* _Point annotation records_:

↓

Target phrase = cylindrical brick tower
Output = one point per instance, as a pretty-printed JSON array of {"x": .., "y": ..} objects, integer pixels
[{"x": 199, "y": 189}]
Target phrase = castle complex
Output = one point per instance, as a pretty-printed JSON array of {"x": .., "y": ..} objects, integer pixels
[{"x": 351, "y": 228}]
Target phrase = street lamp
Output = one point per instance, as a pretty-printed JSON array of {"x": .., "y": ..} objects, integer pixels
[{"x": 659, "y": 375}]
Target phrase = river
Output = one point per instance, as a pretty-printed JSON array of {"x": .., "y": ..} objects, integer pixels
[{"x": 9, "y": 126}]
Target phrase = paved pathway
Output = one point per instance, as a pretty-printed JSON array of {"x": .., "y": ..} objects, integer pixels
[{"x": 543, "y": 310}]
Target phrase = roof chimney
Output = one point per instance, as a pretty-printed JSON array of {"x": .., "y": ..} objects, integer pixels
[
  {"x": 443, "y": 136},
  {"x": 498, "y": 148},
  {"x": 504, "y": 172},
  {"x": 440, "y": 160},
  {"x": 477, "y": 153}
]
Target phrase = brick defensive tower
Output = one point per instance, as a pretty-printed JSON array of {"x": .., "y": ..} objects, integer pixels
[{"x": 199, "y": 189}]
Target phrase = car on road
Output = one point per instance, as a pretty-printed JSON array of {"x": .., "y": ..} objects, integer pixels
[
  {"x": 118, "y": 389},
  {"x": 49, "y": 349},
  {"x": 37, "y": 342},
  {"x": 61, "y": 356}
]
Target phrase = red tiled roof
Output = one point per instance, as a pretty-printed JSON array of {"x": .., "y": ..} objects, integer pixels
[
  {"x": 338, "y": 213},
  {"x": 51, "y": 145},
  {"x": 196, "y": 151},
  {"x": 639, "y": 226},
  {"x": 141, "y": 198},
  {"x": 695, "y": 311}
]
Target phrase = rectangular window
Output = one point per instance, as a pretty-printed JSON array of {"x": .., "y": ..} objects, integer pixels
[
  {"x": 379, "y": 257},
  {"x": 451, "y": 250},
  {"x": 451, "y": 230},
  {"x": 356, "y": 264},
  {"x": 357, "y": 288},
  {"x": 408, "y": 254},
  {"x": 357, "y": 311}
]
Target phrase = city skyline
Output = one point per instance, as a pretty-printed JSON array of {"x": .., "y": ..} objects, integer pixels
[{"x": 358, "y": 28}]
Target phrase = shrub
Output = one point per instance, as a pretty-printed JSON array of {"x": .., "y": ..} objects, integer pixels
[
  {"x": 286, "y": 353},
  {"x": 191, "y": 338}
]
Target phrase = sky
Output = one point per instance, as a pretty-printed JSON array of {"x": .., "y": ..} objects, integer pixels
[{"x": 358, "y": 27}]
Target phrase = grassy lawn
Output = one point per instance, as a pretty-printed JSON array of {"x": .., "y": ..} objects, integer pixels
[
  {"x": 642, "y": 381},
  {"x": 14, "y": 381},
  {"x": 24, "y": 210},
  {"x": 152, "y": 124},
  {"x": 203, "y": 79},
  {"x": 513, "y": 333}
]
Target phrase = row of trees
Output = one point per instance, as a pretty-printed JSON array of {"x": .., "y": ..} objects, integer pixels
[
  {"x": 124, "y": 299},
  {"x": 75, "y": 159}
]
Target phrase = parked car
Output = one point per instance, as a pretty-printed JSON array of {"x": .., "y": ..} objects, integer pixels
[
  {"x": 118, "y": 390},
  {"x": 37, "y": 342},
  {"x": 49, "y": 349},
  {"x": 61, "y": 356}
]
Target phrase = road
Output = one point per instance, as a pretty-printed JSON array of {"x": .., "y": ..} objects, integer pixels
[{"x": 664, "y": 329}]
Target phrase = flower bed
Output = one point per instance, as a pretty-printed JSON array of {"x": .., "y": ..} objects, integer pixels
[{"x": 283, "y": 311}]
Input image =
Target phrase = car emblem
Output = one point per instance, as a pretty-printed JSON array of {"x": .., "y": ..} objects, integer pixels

↑

* _Request_: Starting at the line containing "Target phrase = flower bed" and ending at the last line of the records, write out every one of these lines again. Scale each x and y pixel coordinate in the answers by 1.7, rounding to whole numbers with halves going up.

* _Response to this task_:
Target phrase = flower bed
Output = one point per instance, as a pretty-printed JSON array of {"x": .., "y": ..} objects, integer pixels
[{"x": 481, "y": 529}]
Input image =
Target phrase = car emblem
Output = one point per instance, as a pretty-printed JSON array of {"x": .., "y": ..} objects, integer pixels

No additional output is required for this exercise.